Copy the lines below word for word, from the line containing "Give the outline of every instance of the human" through the last of the lines, and include both of those lines.

Raw data:
# # # #

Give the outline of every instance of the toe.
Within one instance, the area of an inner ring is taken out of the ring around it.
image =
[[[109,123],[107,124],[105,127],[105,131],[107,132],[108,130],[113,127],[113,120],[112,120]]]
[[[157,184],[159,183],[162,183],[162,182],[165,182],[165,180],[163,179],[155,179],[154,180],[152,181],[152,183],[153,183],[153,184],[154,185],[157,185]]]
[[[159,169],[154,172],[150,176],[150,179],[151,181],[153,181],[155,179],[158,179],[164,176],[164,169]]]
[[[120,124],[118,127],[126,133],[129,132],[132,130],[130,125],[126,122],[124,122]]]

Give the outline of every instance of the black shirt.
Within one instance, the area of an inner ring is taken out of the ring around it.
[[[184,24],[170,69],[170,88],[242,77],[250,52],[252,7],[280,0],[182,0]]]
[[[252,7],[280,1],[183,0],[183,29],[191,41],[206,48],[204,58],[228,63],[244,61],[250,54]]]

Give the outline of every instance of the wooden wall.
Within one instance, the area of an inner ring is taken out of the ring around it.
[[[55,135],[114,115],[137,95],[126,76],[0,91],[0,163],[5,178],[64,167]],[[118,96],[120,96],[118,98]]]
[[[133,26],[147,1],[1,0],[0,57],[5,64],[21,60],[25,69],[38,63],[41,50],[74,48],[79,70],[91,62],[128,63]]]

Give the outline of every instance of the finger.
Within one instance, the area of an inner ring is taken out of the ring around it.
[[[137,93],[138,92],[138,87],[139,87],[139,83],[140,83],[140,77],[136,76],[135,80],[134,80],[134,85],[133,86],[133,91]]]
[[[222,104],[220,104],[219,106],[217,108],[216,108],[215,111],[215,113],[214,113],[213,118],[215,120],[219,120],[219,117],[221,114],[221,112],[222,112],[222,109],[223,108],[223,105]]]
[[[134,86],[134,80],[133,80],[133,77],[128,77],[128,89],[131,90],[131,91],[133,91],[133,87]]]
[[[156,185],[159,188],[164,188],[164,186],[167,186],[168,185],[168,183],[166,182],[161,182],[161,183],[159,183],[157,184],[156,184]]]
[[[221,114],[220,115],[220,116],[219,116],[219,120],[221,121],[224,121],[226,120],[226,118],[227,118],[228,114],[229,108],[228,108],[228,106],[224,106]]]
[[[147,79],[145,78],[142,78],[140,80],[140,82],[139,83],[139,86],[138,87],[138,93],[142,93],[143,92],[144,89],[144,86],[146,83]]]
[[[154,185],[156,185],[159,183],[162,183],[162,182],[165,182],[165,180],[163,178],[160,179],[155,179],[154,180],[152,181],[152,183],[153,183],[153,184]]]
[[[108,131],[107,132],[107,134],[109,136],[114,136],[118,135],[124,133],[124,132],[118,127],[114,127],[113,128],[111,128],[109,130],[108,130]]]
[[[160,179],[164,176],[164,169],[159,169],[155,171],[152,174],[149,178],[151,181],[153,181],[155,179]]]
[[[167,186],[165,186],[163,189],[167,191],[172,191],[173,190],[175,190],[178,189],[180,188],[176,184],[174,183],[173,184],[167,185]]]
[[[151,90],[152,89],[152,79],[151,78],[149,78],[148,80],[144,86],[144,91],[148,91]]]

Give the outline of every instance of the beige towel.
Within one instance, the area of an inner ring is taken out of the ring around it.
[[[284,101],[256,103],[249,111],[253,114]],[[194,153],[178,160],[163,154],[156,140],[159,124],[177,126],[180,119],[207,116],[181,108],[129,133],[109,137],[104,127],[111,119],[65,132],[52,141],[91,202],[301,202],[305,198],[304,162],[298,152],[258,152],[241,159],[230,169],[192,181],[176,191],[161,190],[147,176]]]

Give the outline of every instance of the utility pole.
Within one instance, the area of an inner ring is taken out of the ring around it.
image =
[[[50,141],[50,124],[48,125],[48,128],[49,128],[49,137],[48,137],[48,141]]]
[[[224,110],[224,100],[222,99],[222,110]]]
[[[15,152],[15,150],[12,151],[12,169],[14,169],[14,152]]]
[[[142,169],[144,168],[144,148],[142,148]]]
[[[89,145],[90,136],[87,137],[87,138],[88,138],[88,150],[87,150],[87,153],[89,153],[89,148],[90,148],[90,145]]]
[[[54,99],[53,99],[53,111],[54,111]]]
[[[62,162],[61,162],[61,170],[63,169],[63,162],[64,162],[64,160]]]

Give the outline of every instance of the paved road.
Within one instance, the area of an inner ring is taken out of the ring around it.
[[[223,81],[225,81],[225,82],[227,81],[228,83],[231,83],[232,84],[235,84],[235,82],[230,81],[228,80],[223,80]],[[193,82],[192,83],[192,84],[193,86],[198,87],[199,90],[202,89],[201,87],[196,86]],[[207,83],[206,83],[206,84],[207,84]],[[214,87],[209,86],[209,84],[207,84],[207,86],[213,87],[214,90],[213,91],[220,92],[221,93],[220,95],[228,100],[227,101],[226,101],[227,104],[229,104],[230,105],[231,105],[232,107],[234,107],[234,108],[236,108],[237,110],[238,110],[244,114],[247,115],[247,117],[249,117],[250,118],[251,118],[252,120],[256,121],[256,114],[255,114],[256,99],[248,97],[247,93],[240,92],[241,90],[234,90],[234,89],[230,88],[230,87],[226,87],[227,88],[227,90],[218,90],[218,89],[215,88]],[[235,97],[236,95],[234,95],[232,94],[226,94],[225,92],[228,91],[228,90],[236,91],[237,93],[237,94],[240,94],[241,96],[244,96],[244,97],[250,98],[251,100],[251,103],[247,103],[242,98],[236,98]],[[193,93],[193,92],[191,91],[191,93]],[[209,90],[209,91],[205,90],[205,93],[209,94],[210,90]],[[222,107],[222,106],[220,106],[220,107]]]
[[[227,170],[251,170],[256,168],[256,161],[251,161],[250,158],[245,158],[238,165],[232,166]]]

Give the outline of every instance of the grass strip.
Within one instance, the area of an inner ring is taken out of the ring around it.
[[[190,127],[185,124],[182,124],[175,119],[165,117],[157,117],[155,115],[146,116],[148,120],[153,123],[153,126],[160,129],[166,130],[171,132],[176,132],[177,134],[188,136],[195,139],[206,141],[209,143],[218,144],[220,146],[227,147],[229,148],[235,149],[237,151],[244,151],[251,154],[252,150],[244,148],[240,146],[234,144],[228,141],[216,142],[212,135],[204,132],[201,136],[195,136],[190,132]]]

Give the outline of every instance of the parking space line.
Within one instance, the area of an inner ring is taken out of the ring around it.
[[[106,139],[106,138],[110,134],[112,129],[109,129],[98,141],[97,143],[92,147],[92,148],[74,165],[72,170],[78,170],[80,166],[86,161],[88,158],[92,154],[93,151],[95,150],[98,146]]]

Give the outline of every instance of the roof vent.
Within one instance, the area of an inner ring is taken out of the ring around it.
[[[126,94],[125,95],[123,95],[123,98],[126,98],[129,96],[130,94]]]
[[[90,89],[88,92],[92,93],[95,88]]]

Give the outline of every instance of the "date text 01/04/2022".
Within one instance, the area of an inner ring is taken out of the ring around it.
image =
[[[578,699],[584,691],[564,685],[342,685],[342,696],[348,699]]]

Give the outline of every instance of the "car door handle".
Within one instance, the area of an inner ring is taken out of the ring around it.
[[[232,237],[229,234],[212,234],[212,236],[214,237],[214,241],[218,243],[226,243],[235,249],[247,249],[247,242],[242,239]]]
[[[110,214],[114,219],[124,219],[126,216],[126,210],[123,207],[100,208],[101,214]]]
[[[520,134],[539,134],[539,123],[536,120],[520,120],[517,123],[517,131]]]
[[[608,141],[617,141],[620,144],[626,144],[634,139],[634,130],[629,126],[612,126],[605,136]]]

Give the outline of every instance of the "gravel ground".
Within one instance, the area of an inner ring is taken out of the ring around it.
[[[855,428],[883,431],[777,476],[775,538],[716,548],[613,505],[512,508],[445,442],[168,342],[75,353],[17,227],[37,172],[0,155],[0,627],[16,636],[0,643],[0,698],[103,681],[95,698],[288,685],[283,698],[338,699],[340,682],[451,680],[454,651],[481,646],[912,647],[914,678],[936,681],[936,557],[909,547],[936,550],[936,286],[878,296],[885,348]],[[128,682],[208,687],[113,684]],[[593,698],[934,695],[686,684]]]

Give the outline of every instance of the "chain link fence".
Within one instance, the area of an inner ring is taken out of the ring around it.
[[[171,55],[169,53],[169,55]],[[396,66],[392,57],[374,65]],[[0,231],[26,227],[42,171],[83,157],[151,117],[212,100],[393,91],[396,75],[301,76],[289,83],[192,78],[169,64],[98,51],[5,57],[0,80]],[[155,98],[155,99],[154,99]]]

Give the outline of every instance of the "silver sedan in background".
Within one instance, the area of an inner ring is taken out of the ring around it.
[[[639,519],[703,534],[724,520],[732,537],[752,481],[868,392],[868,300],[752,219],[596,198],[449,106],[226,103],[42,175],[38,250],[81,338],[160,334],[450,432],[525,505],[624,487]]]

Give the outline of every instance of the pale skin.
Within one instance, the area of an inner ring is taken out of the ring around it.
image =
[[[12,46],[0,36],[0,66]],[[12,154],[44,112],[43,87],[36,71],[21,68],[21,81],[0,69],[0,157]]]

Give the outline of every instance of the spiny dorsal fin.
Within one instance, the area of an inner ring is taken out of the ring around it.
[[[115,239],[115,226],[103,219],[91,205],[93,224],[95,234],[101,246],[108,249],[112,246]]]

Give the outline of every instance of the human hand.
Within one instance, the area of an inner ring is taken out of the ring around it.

# # # #

Problem solution:
Give the outline of every instance of the human hand.
Within one instance, the area of an inner ring is taken out of the ring around it.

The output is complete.